Synapses are not static structures. They can be weakened or strengthened. They can be broken, and new synapses can be made. Synaptic plasticity allows for these changes, which are all needed for a functioning nervous system. In fact, synaptic plasticity is the basis of learning and memory. Two processes in particular, long-term potentiation (LTP) and long-term depression (LTD) are important forms of synaptic plasticity that occur in synapses in the hippocampus, a brain region that is involved in storing memories.
Long-term Potentiation (LTP)
Long-term potentiation (LTP) is a persistent strengthening of a synaptic connection. LTP is based on the Hebbian principle: cells that fire together wire together. There are various mechanisms, none fully understood, behind the synaptic strengthening seen with LTP. One known mechanism involves a type of postsynaptic glutamate receptor, called NMDA (N-Methyl-D-aspartate) receptors, shown in Figure 10.
These receptors are normally blocked by magnesium ions; however, when the postsynaptic neuron is depolarized by multiple presynaptic inputs in quick succession (either from one neuron or multiple neurons), the magnesium ions are forced out allowing Ca ions to pass into the postsynaptic cell. Next, Ca2+ ions entering the cell initiate a signaling cascade that causes a different type of glutamate receptor, called AMPA (α-amino-3-hydroxy-5-methyl-4-isoxazolepropionic acid) receptors, to be inserted into the postsynaptic membrane, since activated AMPA receptors allow positive ions to enter the cell. So, the next time glutamate is released from the presynaptic membrane, it will have a larger excitatory effect (EPSP) on the postsynaptic cell because the binding of glutamate to these AMPA receptors will allow more positive ions into the cell. The insertion of additional AMPA receptors strengthens the synapse and means that the postsynaptic neuron is more likely to fire in response to presynaptic neurotransmitter release. Some drugs of abuse co-opt the LTP pathway, and this synaptic strengthening can lead to addiction.
Long-term Depression (LTD)

• **ACTIVITIES**:
a) In the text on synaptic plasticity, rewrite the part from "Long-term potentiation (LTP) is" to "in Figure 10.", changing "Hebbian principle" to "Hebbian rule".
b) According to the text on synaptic plasticity, what normally blocks NMDA receptors?

[Natural-language object grounding data]
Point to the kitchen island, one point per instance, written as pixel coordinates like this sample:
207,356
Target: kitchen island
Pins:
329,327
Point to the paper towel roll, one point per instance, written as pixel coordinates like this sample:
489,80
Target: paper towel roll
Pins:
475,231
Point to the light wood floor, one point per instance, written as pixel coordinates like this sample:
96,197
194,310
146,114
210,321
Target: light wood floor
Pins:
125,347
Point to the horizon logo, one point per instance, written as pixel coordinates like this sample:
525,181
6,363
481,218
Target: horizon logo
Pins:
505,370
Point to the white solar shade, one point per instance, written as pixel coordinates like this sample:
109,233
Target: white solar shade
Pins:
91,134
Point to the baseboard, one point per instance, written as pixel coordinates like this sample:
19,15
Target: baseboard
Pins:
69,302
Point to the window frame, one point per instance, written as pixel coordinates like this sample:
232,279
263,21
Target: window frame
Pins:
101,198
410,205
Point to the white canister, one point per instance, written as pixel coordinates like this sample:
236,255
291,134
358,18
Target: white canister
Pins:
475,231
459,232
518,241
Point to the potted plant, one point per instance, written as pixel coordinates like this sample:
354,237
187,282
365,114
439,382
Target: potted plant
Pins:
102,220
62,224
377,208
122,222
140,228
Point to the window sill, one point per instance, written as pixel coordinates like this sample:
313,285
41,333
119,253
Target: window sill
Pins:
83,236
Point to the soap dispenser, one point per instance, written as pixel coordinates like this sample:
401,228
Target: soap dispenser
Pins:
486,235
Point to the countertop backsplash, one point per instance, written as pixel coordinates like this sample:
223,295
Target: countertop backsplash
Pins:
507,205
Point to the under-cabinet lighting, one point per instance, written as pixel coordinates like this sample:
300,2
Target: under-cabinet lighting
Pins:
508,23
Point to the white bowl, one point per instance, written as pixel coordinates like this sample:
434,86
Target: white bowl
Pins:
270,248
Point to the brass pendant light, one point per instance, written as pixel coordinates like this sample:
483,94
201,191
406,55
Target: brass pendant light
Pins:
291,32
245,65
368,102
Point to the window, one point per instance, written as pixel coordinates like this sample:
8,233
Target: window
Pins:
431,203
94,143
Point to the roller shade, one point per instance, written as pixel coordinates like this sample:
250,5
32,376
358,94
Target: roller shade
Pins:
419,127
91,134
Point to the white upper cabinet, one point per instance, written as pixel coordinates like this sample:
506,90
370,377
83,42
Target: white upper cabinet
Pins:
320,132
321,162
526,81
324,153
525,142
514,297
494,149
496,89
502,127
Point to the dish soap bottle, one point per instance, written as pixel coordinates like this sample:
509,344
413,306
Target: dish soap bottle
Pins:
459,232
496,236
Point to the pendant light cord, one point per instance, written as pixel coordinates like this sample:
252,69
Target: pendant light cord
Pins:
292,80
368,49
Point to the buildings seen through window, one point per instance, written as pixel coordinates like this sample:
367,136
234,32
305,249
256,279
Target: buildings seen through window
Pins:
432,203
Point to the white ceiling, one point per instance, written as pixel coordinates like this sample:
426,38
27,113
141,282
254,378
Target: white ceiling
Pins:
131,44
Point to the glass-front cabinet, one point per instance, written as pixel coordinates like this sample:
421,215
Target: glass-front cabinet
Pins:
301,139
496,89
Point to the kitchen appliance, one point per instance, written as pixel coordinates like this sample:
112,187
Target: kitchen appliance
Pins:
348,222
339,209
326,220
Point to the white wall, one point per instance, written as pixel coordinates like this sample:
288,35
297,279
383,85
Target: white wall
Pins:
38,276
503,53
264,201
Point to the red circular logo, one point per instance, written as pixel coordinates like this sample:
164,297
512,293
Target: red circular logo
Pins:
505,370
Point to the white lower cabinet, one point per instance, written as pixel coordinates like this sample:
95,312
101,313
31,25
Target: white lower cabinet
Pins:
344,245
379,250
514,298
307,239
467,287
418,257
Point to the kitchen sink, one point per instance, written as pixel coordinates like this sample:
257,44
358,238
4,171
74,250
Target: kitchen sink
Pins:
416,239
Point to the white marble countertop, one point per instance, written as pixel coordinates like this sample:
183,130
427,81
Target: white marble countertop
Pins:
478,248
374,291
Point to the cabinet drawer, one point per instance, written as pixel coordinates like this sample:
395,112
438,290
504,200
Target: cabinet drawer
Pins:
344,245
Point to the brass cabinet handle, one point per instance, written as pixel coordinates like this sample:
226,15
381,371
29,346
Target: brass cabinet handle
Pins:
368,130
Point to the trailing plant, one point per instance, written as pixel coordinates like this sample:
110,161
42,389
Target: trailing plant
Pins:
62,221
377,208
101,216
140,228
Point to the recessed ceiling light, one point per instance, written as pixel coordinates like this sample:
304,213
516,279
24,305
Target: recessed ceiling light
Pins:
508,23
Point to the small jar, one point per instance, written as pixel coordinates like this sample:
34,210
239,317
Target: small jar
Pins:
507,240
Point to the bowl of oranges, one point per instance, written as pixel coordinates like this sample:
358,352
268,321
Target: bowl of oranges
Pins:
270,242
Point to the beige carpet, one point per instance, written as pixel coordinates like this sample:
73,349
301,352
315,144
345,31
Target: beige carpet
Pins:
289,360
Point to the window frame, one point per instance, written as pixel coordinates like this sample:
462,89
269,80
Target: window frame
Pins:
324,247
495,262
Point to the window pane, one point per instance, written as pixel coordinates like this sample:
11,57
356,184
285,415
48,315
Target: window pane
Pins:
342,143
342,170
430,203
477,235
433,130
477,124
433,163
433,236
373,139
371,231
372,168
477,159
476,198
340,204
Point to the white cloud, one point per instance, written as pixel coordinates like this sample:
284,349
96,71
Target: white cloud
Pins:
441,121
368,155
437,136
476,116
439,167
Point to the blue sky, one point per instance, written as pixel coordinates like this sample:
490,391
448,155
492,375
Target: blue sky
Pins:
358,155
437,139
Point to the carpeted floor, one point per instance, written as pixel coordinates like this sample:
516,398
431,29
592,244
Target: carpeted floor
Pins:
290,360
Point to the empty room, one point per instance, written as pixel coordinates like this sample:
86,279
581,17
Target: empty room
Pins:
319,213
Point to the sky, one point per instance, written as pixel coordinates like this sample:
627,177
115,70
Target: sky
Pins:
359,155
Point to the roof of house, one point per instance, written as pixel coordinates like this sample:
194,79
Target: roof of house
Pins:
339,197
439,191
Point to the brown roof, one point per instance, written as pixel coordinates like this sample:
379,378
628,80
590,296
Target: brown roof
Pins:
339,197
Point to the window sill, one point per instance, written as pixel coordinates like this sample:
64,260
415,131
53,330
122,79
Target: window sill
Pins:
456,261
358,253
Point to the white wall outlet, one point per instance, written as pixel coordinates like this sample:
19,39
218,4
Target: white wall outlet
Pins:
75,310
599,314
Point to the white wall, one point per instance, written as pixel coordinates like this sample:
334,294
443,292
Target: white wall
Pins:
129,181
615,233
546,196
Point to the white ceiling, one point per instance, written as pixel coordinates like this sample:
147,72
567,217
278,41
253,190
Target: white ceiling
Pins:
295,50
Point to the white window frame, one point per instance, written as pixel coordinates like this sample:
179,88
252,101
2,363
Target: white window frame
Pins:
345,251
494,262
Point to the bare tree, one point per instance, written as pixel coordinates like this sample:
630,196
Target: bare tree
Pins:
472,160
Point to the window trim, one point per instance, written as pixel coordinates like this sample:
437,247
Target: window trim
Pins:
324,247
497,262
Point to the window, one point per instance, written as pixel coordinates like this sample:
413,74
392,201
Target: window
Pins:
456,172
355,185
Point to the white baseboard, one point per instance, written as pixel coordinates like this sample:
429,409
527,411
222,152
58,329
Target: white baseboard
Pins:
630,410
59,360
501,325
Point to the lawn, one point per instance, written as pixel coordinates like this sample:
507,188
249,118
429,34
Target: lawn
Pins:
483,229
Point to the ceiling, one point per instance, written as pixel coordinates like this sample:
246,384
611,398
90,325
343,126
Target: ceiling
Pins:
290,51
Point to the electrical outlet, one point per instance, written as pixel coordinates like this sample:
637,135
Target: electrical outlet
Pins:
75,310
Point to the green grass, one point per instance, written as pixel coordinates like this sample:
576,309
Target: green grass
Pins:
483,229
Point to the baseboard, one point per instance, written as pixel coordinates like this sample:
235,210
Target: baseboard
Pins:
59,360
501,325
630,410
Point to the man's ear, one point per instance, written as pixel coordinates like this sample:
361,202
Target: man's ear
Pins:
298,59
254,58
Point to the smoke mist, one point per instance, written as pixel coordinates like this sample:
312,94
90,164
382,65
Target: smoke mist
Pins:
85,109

• **OUTPUTS IN ORDER**:
a)
Long-term potentiation (LTP) is a persistent strengthening of a synaptic connection. LTP is based on the Hebbian rule: cells that fire together wire together. There are various mechanisms, none fully understood, behind the synaptic strengthening seen with LTP. One known mechanism involves a type of postsynaptic glutamate receptor, called NMDA (N-Methyl-D-aspartate) receptors, shown in Figure 10.

b) Magnesium ions